* _Text passage_:
::::

# Old Racing Cars



## Glider (Sep 7, 2007)

In the UK we have an event called the Goodwood Revival which is an annual event that allows literally scores of wealthy people who own vintage racing cars (all types) to race them.
It’s an unusually relaxed event where nearly everyone dresses up in 1950's/60's clothes and gets to enjoy the atmosphere. All the support vehicles are original and all the staff dress up. It makes for an interesting day.
The racing is fast and furious and when you consider the almost total lack of safety equipment in these cars, plus thin tyres, it can be eventful. The average track speeds for the whole circuit as you expect varied by type and age, but the 1950's cars were averaging over 100mph and the 1960 + old Formula 1 cars considerable more. 

I attach a selection of photos, if you would like some more, please let me know. 
Panning was difficult as most of the time we were on the main straight and the cars were flying past.

One thing, I am not a petrol head and don’t know what most of the cars are, so if you do, shout out.


----------



## R-2800 (Sep 7, 2007)

NICE!


----------



## mkloby (Sep 8, 2007)

Glider said:


> One thing, I am not a petrol head and don’t know what most of the cars are, so if you do, shout out.



Petrol head... 

Nice pictures Glider.


----------



## Glider (Sep 8, 2007)

Just playing with the size as the others came out smaller than expected


----------



## Screaming Eagle (Sep 8, 2007)

pretty cool we have a similar event called muscle car masters


----------



## Glider (Sep 8, 2007)

Still playing


----------



## Glider (Sep 8, 2007)

Sometimes things can go wrong. He walked away from this and was lucky it didn't roll


----------



## Screaming Eagle (Sep 8, 2007)

jeez. are they using new technology into old cars?


----------



## Lucky13 (Sep 8, 2007)

Just as long as you're not playing with yourself  GREAT cars G-man!





Lola T70





Ferrari 330 P4





Maserati 450S





Aston Martin DBR





Lotus 72





Ferrari 312T4


----------



## HoHun (Sep 8, 2007)

Hi Glider,

>I attach a selection of photos, if you would like some more, please let me know. 

Do you have some more of little blue tri-wheeler (if it is one) with the V-2 engine that is just visible behind the neat white pre-war racer in PICT0190?

>Panning was difficult as most of the time we were on the main straight and the cars were flying past.

::::

[Spatial annotation data]
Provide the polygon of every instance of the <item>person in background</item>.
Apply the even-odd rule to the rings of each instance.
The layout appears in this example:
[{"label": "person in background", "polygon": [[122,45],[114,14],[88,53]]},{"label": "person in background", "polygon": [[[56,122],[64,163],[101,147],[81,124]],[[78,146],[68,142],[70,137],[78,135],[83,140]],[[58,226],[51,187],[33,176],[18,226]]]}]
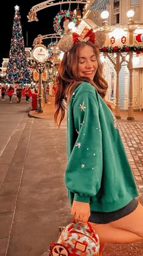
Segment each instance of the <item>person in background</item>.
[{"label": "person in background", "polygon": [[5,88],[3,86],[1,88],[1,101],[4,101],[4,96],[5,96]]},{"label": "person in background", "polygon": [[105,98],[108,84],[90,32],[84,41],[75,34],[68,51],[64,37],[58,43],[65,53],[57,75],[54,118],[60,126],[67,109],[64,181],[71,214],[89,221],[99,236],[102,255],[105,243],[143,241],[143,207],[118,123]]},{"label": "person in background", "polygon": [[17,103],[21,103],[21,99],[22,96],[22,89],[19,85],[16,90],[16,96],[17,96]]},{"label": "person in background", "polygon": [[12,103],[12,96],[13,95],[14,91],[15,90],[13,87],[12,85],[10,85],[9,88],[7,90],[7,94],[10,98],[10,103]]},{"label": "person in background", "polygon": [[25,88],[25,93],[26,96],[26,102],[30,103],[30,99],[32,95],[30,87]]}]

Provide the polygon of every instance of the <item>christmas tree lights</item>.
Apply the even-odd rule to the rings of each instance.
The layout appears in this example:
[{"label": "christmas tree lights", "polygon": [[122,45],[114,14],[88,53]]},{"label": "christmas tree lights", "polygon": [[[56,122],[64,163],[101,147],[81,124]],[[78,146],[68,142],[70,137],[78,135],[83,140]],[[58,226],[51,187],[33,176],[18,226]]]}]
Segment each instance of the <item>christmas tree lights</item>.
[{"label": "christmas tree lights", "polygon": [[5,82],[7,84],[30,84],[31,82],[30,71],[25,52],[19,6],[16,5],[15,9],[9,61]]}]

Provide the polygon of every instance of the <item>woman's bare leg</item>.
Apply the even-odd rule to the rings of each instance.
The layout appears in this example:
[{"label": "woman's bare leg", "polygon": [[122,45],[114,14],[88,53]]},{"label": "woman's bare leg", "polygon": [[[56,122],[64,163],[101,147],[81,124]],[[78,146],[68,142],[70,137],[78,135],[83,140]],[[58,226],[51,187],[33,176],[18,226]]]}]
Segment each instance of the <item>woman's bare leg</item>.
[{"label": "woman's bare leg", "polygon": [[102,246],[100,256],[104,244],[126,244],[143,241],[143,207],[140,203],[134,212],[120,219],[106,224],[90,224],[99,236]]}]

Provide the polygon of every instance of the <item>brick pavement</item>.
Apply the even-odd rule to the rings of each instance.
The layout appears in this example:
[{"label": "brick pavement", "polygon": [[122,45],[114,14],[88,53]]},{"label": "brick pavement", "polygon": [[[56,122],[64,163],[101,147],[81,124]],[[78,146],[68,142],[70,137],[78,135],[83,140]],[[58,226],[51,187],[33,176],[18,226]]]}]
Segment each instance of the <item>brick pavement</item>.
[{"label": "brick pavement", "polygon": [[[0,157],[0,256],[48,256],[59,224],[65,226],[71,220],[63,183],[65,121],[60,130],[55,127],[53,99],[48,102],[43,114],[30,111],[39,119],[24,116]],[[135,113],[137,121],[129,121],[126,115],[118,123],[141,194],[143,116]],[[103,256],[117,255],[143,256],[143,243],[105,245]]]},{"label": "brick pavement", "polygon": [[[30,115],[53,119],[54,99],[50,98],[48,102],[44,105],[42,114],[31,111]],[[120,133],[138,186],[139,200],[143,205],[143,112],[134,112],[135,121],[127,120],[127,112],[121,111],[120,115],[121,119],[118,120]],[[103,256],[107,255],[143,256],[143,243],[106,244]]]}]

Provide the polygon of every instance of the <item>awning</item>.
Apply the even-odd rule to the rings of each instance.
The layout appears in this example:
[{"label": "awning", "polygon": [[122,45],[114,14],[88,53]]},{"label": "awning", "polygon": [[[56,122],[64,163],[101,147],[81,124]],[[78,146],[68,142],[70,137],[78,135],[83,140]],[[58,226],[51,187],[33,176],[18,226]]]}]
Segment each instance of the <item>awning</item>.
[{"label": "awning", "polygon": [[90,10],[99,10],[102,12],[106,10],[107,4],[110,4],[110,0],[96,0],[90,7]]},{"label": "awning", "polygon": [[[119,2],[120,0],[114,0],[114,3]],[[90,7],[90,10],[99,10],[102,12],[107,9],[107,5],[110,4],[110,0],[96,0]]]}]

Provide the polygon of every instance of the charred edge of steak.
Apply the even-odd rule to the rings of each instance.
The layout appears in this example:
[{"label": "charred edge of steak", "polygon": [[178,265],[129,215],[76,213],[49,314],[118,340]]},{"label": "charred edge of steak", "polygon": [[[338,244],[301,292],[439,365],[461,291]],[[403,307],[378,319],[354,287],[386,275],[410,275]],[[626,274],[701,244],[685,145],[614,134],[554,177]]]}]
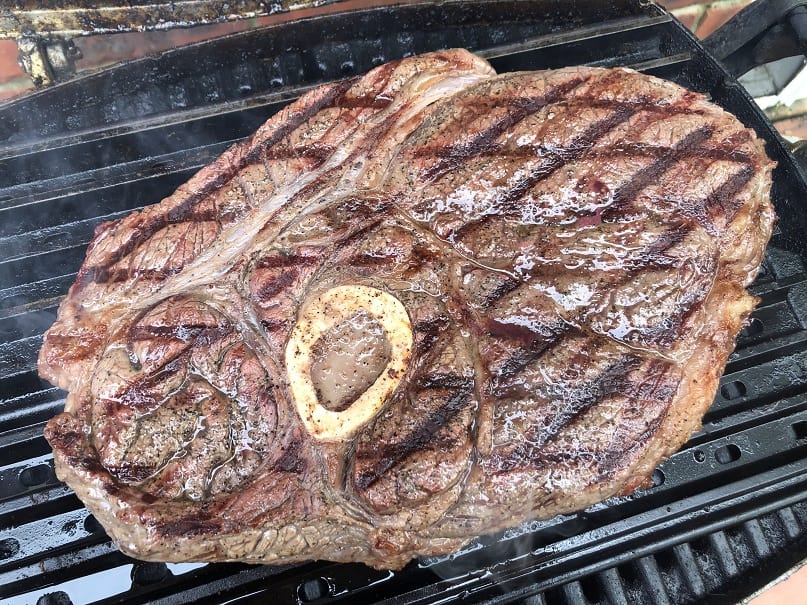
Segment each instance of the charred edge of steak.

::::

* _What you have to do_:
Return the passage of the old racing cars thread above exactly, starting with "## HoHun (Sep" and going on through "racer in PICT0190?".

* _Exercise response_:
## HoHun (Sep 8, 2007)

Hi Glider,

>I attach a selection of photos, if you would like some more, please let me know. 

Do you have some more of little blue tri-wheeler (if it is one) with the V-2 engine that is just visible behind the neat white pre-war racer in PICT0190?